TEXT SEGMENT →
-=-=-
This was on my mind ...

Runnin' and Workin'09

Lots going on today with my new project. Hope to get the green light to tell you about it soon. May have to fly to LA tomorrow to handle some business unexpectedly. Tell you what, that got a cool reception at Casa Toler. Don’t know what else to do. It is so funny, if I were a guy I wouldn’t feel guilty at all.

Got to work.
Got to make money.
Got to go.

Still feel like crap.

But anyway, to my crew member working the rules in my book. 1. I’m glad it’s helping. 2. The wrong feeling doesn’t go away right away. The overriding rule in the book is work your emotions like a job. That’s a long term thing. But the thing is the longer you work it the easier it gets. Just like anything else. Good for you!

Ya’ll take it light and easy. I can’t for a while so you will have to hold down the cool and calm front for me.
If you’re a praying person send one up for me. Trying to step up and out!!

The First Fight

Got a question from someone who asked me how to deal with difficult in-laws. She said they are nice to her in front of her husband but when they are alone with her they try to pick fights and then tell her husband that she said things she didn’t say.

If I ever write a second My Mother’s Rules this would be the first rule in it The First Fight is Always with Yourself.

You can’t change other people – only your response to them. So you have to ask yourself: What are these people trying to do? Start an argument? Cause friction between you and your hubby? Figure out what it is and concentrate on putting up a road block between the outcome they seek and the behavior they engage in (since you can’t change their behavior outright). You can adjust it though but only by adjusting yourself.

Here’s what I’d do:

1. Always agree with anything negative they say about me if I can:

Them: “That’s a terrible dress you have on.”
Me: “Really? Fashion is not my thing. Thanks for the heads up.”

or

Them: “You shouldn’t let your kids to X It will . . . ”
Me: “No kiddin’? I never thought about it that way. Let me talk it over with hubby.”

Them: “You are always …” or “you never. . . ”
Me: Is that right? You know it’s never my intention to hurt your feelings. If I did My Bad.”

Them: “You should stop . . . ”
Me: “You know I’ve thought about that but I’ve come to the conclusion that this is the best thing for me right now so I’m going to stick with it. I appreciate your input, though. Who knows I may come around to your way of thinking one day. God’s not finished with any of us yet.”

Get the idea? If people can’t get a rise out of you they stop. Takes time but they’ll figure it out.

You don’t have to change but you don’t have to defend yourself and you most certainly don’t have to fight with them. But in order to pull this off you do have to fight with yourself. You must fight the urge to respond in kind. You have to fight the urge to get angry or let them bother you. You smile. You tell yourself it doesn’t matter and eventually it won’t. You get good enough at it you will even get amused. My mother said this not too long ago and I think it’s brilliant. When asked of someone’s insult hurt her feeling she said:

“I wear my knowledge of other people like a suit of armor. They cannot hurt me with words”

With respect to starting mess with the hubby how I would handle that is very much a function of who my hubby is. Some different approaches.
-=-=-
AIM OF THE TASK → In the blog post about difficult in-laws, what rule would come first if a second My Mother's Rules were written?

DATASET EXTRACT →
-=-=-
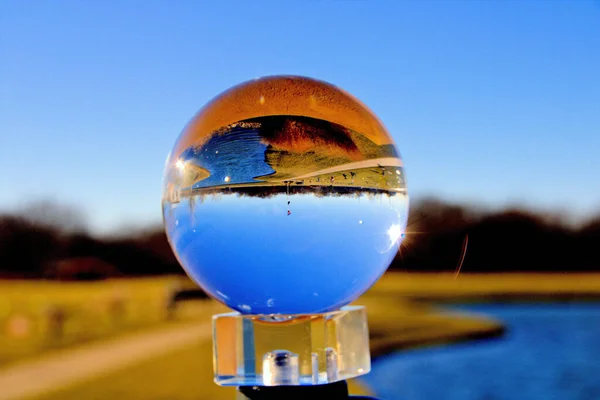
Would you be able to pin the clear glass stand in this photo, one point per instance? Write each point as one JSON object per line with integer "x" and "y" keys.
{"x": 290, "y": 350}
-=-=-
SOLUTION TO THE EXERCISE → The First Fight is Always with Yourself.